_AIM OF THE TASK:_ Rewrite each of the records below, changing every instance of "reviewer" to "annotator" and leaving everything else untouched.

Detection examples
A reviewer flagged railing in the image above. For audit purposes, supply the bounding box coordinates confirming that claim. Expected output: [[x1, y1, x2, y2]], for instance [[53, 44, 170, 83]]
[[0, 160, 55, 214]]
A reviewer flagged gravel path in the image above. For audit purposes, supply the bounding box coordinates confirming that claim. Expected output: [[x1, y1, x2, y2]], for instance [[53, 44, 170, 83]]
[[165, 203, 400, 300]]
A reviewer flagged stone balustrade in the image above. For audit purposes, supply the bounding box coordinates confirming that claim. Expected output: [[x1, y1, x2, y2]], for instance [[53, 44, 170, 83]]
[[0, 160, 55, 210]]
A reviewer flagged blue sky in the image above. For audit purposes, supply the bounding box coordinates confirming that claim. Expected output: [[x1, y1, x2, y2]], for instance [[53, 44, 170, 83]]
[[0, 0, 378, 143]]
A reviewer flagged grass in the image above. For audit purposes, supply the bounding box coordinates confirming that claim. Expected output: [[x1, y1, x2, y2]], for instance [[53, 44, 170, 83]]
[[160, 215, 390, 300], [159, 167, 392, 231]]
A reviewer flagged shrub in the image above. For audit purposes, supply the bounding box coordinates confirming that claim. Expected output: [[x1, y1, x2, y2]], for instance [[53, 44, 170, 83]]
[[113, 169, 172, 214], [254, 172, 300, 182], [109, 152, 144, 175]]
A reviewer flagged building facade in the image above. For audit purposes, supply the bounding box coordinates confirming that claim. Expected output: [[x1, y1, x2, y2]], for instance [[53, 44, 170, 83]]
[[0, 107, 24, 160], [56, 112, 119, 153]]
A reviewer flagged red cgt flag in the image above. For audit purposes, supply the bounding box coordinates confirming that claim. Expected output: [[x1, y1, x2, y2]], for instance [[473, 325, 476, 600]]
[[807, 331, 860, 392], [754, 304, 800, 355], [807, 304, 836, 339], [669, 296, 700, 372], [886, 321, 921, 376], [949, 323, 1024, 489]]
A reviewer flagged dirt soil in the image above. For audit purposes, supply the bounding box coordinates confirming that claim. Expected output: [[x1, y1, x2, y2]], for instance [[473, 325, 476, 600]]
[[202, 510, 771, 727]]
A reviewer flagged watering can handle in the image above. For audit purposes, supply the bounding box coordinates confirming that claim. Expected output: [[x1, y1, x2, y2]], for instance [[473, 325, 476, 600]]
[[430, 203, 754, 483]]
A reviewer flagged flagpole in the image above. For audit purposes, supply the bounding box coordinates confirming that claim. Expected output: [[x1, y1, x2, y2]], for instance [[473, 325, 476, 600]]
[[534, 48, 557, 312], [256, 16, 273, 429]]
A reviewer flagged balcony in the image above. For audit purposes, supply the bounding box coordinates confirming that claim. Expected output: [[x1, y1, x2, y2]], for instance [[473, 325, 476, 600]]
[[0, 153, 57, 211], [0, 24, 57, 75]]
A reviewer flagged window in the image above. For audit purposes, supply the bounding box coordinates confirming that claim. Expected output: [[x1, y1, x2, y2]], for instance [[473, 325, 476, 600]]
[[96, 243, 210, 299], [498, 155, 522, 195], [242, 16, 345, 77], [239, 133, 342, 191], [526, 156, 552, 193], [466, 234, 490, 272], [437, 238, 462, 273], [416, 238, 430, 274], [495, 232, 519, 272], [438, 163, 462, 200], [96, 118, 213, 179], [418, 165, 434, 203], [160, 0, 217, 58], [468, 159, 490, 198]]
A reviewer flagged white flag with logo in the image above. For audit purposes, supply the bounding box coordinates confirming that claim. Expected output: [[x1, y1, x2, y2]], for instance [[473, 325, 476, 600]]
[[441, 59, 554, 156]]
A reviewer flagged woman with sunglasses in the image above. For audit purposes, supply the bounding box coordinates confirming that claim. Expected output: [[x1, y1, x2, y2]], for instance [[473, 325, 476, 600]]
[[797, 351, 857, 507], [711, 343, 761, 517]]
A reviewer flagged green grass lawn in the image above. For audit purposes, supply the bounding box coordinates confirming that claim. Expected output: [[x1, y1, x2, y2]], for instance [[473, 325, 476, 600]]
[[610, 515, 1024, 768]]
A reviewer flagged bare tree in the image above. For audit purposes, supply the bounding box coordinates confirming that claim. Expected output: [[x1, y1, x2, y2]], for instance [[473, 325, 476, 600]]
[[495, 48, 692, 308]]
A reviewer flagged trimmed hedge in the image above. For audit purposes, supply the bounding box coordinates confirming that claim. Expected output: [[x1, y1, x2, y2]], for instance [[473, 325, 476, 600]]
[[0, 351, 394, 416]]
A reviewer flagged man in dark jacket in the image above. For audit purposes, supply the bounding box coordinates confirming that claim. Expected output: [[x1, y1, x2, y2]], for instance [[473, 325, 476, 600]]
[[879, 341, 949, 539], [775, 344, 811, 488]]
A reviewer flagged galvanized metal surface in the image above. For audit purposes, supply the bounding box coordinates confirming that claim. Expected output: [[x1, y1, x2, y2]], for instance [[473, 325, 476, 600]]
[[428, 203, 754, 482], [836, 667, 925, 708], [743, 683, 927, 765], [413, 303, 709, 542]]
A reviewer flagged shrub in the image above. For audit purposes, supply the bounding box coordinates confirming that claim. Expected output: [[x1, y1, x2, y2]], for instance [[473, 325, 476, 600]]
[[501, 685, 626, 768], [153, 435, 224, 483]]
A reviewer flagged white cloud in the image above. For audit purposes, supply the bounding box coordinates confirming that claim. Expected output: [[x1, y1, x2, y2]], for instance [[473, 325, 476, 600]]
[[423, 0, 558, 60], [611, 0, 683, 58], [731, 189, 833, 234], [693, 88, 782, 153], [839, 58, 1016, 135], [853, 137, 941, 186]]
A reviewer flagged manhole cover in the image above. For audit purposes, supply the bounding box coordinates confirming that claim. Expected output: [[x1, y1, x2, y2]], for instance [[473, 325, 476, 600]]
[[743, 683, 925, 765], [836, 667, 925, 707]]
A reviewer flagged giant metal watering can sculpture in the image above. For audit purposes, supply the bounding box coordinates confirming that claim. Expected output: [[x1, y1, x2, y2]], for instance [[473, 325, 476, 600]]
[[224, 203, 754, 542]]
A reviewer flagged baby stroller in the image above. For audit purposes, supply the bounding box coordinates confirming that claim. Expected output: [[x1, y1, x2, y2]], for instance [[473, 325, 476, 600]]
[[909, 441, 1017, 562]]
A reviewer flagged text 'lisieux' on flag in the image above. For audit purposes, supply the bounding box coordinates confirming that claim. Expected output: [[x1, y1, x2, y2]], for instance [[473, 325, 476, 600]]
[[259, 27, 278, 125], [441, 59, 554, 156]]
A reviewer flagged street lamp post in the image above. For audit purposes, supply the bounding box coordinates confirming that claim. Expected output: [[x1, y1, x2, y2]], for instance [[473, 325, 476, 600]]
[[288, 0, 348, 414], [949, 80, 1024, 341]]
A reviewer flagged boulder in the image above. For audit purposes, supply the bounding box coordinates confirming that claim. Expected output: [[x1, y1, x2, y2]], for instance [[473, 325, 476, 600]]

_CORRECT ANSWER:_
A annotator flagged railing in the image above. For audit purposes, supply the bounding box coordinates confirming that claim. Expected output: [[x1, y1, x2, y2]], for instance [[53, 44, 170, 83]]
[[0, 160, 55, 214]]
A annotator flagged gravel path in the image above. For audit purposes, supply the bounding box coordinates confirming that claim. Expected output: [[x1, y1, x2, y2]], for instance [[53, 44, 170, 83]]
[[165, 203, 400, 300]]
A annotator flagged stone balustrade in the image above. For audit purposes, supply the bounding box coordinates confirming that claim. Expected output: [[x1, y1, x2, y2]], for instance [[53, 44, 170, 83]]
[[0, 160, 55, 210]]
A annotator flagged blue sky in the image above. For audit purposes, supply the bounding box coordinates confirming that claim. Expected output: [[x1, y1, x2, y2]], for instance [[53, 44, 170, 83]]
[[0, 0, 378, 143]]
A annotator flagged grass in the image above. For audit purposes, supply the bounding box coordinates confirming that claim. Expected output: [[x1, y1, x2, y2]], for instance [[53, 44, 170, 83]]
[[160, 215, 390, 300], [159, 167, 392, 231]]
A annotator flagged shrub in the image above. For audit purposes, supply the bounding box coordinates confirming that claim. Expected output: [[x1, y1, x2, y2]], for instance [[53, 44, 170, 83]]
[[113, 169, 172, 214], [254, 172, 300, 182], [109, 152, 144, 175]]
A annotator flagged building facade in the image above. For audit purposes, supply the bounding box coordinates confirming that claim. Expected output: [[x1, y1, x2, y2]], for instance [[53, 44, 170, 83]]
[[0, 107, 24, 160], [56, 112, 119, 153]]
A annotator flagged red cgt flag in the image above. For audit purposes, supply the bounding box coordinates confirming that claim. Expected output: [[x1, y1, x2, y2]], for instance [[473, 325, 476, 600]]
[[807, 331, 860, 392], [754, 304, 800, 355], [807, 304, 836, 339], [669, 296, 700, 372], [886, 321, 921, 376], [949, 323, 1024, 489]]
A annotator flagged dirt soil in the image above. For audit purposes, supply the bounding box coordinates confirming that claim. Expected output: [[x1, y1, x2, y2]], for instance [[473, 325, 476, 600]]
[[202, 510, 771, 727]]
A annotator flagged watering can handle in the image above. For audit purposes, supply the bounding box coordinates confirming that claim. Expected output: [[x1, y1, x2, y2]], for instance [[473, 325, 476, 600]]
[[430, 203, 754, 483]]
A annotator flagged flagpole in the image above. For audit purposes, supply the bounding box coordinates confirming that claim. Expected output: [[x1, y1, x2, y2]], for instance [[473, 325, 476, 600]]
[[534, 48, 557, 312], [256, 16, 273, 429]]
A annotator flagged balcony in the image above. For audit purposes, supply the bounding box coordinates confirming that claim. Expected output: [[x1, y1, x2, y2]], for instance [[473, 325, 476, 600]]
[[0, 153, 57, 211], [0, 24, 57, 75]]
A annotator flagged window in the image above. For audit purposes, supply the bounding box coordinates confirming that claim. Expected output: [[x1, y1, x2, y2]], for instance [[473, 325, 476, 600]]
[[96, 243, 210, 299], [498, 155, 522, 195], [242, 16, 345, 77], [239, 133, 342, 191], [526, 156, 552, 193], [466, 234, 490, 272], [437, 238, 462, 273], [416, 238, 430, 274], [495, 232, 519, 272], [438, 163, 462, 200], [96, 118, 213, 179], [418, 165, 434, 203], [160, 0, 217, 58], [468, 159, 490, 198]]
A annotator flagged white flag with logo in the image above. For audit purposes, supply the bounding box coordinates confirming that claim. Expected output: [[x1, y1, x2, y2]], for instance [[473, 325, 476, 600]]
[[441, 59, 554, 156]]
A annotator flagged woman with sunglasses in the image above. For audit purposes, supply the bounding box coordinates confirming that claim. Expected output: [[x1, y1, x2, y2]], for instance [[473, 325, 476, 600]]
[[797, 351, 857, 507], [711, 343, 761, 517]]
A annotator flagged green grass lawn in the image above. For audit purposes, supply the bounding box coordinates confirming that claim. Expected output: [[x1, y1, x2, y2]], for instance [[473, 325, 476, 600]]
[[610, 515, 1024, 768]]
A annotator flagged bare tree in the image above. For audit purposes, supply the bounding box coordinates confirming that claim. Expected output: [[x1, y1, x2, y2]], for instance [[473, 325, 476, 600]]
[[495, 48, 692, 308]]
A annotator flagged trimmed hedge in the image above. For audit purposes, supply the bounding box coordinates confirming that claim. Expected output: [[x1, y1, x2, y2]], for instance [[473, 325, 476, 600]]
[[0, 351, 394, 416]]
A annotator flagged man in dark jacket in the image above. For audit purposes, supply the bounding box coordinates confirming that claim. Expected output: [[x1, y1, x2, y2]], for instance [[473, 325, 476, 600]]
[[879, 341, 949, 539], [775, 344, 811, 488]]
A annotator flagged galvanized metal surface in the image above. For audit purposes, supply the bounding box coordinates confirming that claim. Expected output: [[x1, y1, x2, y2]], for instance [[473, 325, 476, 600]]
[[428, 203, 754, 482], [836, 667, 925, 708], [743, 683, 927, 765], [413, 303, 709, 542]]
A annotator flagged shrub in the image above. For audit purposes, supply the bounding box coordinates confirming that claim. Expected output: [[x1, y1, x2, y2]], for instance [[473, 325, 476, 600]]
[[501, 685, 626, 768], [153, 435, 224, 483]]
A annotator flagged white cloud in the image above. For audit purposes, supply the bounding box coordinates confirming that claim. Expected output: [[x1, y1, x2, y2]], for instance [[473, 325, 476, 600]]
[[423, 0, 558, 60], [611, 0, 683, 58], [731, 189, 833, 234], [693, 88, 782, 153], [839, 58, 1016, 135], [853, 137, 941, 186]]
A annotator flagged manhole cover in the image above. For audit purposes, supply the bounding box coordinates confirming that claim. Expected output: [[x1, y1, x2, y2]], for instance [[473, 325, 476, 600]]
[[743, 683, 925, 765], [836, 667, 925, 707]]
A annotator flagged giant metal watering can sculpture in the image above. For audit purposes, supply the bounding box coordinates confirming that claim. Expected output: [[x1, y1, x2, y2]], for instance [[473, 325, 476, 600]]
[[224, 203, 754, 542]]
A annotator flagged baby stroller in the image above. For audit purposes, supply the bounding box coordinates confirming that claim. Expected output: [[x1, y1, x2, y2]], for instance [[473, 325, 476, 600]]
[[909, 441, 1017, 562]]
A annotator flagged text 'lisieux' on flag in the image above. For audit purposes, supply the bounding box coordinates confirming that claim. Expected output: [[x1, y1, x2, y2]], for instance [[473, 325, 476, 600]]
[[259, 27, 278, 125], [441, 59, 554, 156]]
A annotator flagged street lamp post in the image above. For audit purposes, supply the bounding box coordinates confirming that claim. Expected output: [[x1, y1, x2, y2]], for instance [[473, 325, 476, 600]]
[[288, 0, 348, 414], [949, 80, 1024, 341]]
A annotator flagged boulder in the image above. For audit purposes, supply the bounding box coordinates confirming that claim. Expected output: [[x1, y1, x2, y2]], for instance [[473, 325, 476, 600]]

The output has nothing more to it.